> _EXERCISE DIRECTIONS_
Rewrite every line below, starting at the line with "of the oleander" and continuing through the end of the items, and include no other lines. Shift every coordinate value in the answers by -48.

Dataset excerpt

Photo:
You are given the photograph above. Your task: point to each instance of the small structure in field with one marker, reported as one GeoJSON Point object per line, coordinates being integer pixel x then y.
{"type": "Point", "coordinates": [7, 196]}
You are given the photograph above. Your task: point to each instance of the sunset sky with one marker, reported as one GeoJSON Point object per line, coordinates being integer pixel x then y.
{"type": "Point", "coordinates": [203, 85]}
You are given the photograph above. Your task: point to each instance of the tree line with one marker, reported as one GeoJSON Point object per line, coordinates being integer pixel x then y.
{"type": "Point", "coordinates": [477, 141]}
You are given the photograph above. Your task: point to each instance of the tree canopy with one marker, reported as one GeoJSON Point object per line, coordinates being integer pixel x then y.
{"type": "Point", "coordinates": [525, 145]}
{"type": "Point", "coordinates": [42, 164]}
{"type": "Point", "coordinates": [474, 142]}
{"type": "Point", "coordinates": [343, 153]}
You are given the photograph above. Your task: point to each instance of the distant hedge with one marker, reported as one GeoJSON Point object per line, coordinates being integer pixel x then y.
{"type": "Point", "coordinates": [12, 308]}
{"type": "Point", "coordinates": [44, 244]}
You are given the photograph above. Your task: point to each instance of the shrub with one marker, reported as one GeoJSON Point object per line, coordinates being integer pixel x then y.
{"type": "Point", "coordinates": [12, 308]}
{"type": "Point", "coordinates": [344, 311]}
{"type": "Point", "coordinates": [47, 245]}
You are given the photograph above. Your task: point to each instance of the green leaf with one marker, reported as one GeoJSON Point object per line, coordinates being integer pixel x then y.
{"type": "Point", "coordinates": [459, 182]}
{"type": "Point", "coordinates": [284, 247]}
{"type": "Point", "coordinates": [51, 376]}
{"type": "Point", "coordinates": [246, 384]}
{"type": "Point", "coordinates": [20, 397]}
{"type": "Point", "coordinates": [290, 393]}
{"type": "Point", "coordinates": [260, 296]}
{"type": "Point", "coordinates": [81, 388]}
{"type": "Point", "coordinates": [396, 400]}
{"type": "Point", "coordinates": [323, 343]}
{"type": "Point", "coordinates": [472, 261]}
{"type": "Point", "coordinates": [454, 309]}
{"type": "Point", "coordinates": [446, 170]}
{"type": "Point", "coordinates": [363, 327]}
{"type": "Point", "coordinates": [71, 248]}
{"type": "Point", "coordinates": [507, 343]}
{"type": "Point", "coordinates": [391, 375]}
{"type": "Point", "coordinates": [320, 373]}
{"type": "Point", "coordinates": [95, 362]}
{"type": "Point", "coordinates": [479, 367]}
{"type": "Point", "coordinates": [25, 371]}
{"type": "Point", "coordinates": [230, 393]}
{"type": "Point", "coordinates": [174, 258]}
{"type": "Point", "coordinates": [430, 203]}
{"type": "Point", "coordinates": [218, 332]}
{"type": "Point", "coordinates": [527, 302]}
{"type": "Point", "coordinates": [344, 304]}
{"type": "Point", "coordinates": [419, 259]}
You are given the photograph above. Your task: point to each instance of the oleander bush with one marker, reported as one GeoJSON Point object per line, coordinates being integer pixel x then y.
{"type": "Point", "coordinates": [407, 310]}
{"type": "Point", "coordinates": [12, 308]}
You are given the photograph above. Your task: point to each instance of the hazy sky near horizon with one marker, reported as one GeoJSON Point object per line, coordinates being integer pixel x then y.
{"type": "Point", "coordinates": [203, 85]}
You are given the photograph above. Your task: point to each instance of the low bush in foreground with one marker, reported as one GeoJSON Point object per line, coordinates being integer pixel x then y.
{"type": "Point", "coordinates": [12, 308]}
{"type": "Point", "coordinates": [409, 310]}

> _RESPONSE FOR THIS EXERCISE_
You are given the photograph above. Your task: point to each instance of the oleander bush with one marker, reported as one GeoJSON Point object per line, coordinates being integer pixel x then y.
{"type": "Point", "coordinates": [359, 262]}
{"type": "Point", "coordinates": [-36, 260]}
You are given the photograph above. Your task: point to each instance of the hazy sky near horizon with one marker, reported as one GeoJSON Point object per line, coordinates being integer pixel x then y.
{"type": "Point", "coordinates": [155, 37]}
You are given the photograph above. Your task: point to each instance of the low bush in foreground with one marker, reported as one GeoJSON Point object per line, coordinates being integer pixel x then y.
{"type": "Point", "coordinates": [-36, 260]}
{"type": "Point", "coordinates": [361, 262]}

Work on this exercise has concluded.